| Extrait fourni |
———
Catherine Frot : « Je me sens petite et grande à la fois »
Catherine Frot : « Je me sens petite et grande à la fois »
Propos recueillis par Sandrine Blanchard
Après son César de la meilleure actrice pour « Marguerite », elle vient de remporter le Molière de la meilleure comédienne de théâtre privé pour « Fleur de Cactus ». Et tourne actuellement « La Sage Femme » de Martin Provost, aux côtés de Catherine Deneuve et Olivier Gourmet.
Je ne serais pas arrivée là si…
… Si ma grand-mère paternelle n’avait pas été une grande fidèle de la Comédie-Française, qui me racontait toutes les pièces qu’elle allait voir. Elle était commerçante et a été abonnée pendant quarante ans au Français. Elle m’a communiqué son amour du théâtre.
Quels souvenirs gardez-vous de ses récits ?
Elle ne s’est jamais remise de la représentation du Dindon. Elle rejouait sans cesse les répliques et partait dans des fous rires. Le plaisir rayonnant que je voyais sur son visage, c’était magique.
Cela vous faisait rêver ?
Cela m’impressionnait. Je recevais sa joie et surtout son amour des acteurs – Jacques Charon, Jean Le Poulain… C’était comme si elle les avait toujours connus.
Elle ne vous a jamais emmenée avec elle au théâtre ?
Non. Par contre, elle est venue me voir dans l’une de mes premières pièces. A peine entrée sur scène, elle a crié : « C’est ma petite fille ! » Tout le monde a entendu.
———
| Consigne rédigée 1 |
Indiquez si chacune des affirmations suivantes concorde avec l’entretien avec Catherine Frot, en répondant par oui ou par non et en citant textuellement les mots déterminants : (a) la grand-mère paternelle a été abonnée pendant quarante ans à la Comédie-Française ; (b) Catherine Frot a reçu le Molière de la meilleure comédienne pour « Marguerite » ; (c) lors de l’une des premières pièces de Catherine Frot, sa grand-mère a crié « C’est ma petite fille ! ».
| Consigne rédigée 2 |
Dénombrez les lignes contenant la chaîne « stone », en tenant compte de la casse, et indiquez uniquement ce nombre.
———
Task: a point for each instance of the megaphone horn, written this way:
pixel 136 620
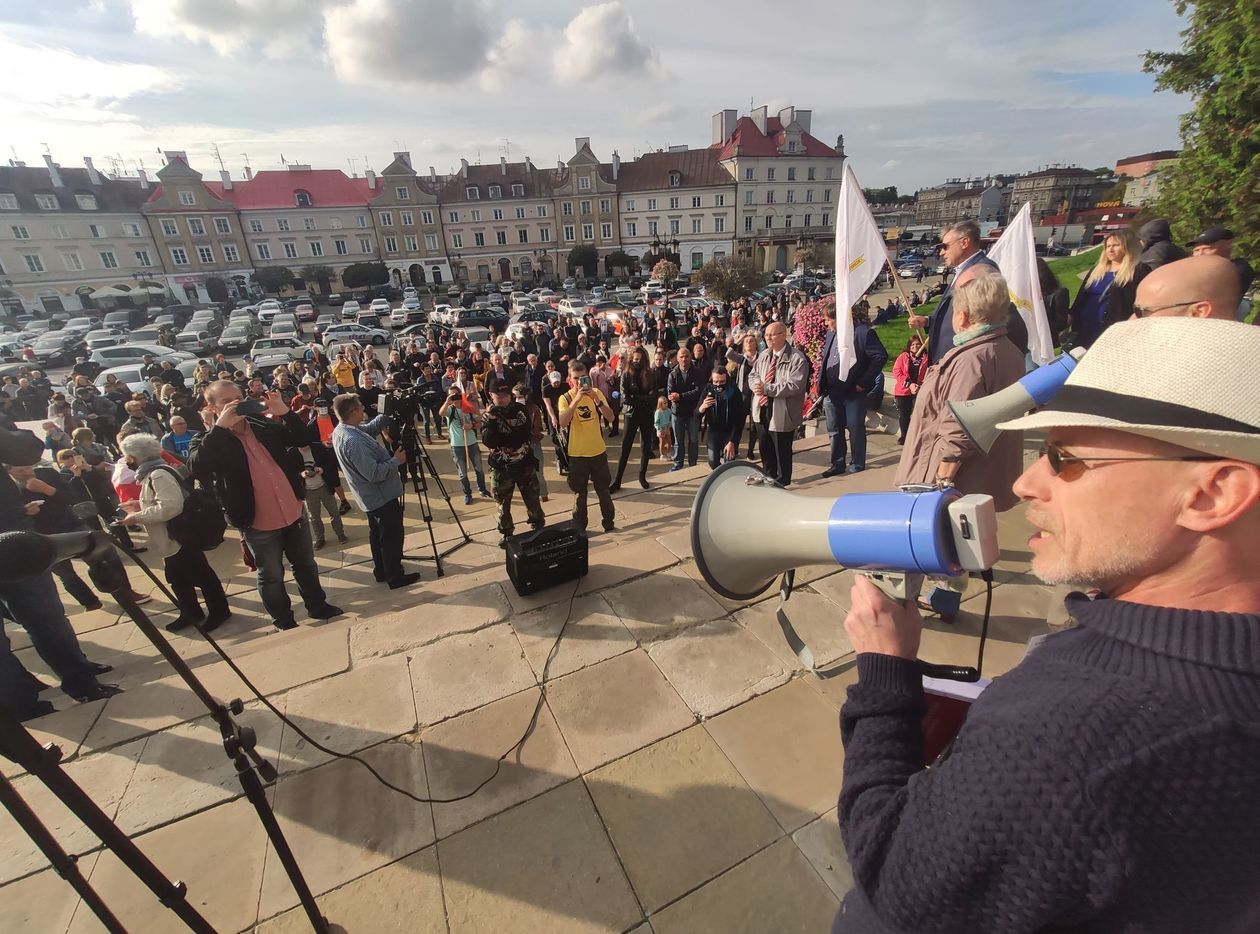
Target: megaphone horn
pixel 746 531
pixel 979 417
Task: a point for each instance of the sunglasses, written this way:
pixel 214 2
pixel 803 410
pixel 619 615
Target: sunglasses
pixel 1070 466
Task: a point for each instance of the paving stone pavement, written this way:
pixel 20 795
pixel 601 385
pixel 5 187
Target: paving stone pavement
pixel 681 774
———
| Réponse commentée 1 |
(a) Oui : “Elle était commerçante et a été abonnée pendant quarante ans au Français.”
(b) Non : “le Molière de la meilleure comédienne de théâtre privé pour « Fleur de Cactus »”.
(c) Oui : “elle est venue me voir dans l’une de mes premières pièces. A peine entrée sur scène, elle a crié : « C’est ma petite fille ! »”.

| Réponse commentée 2 |
2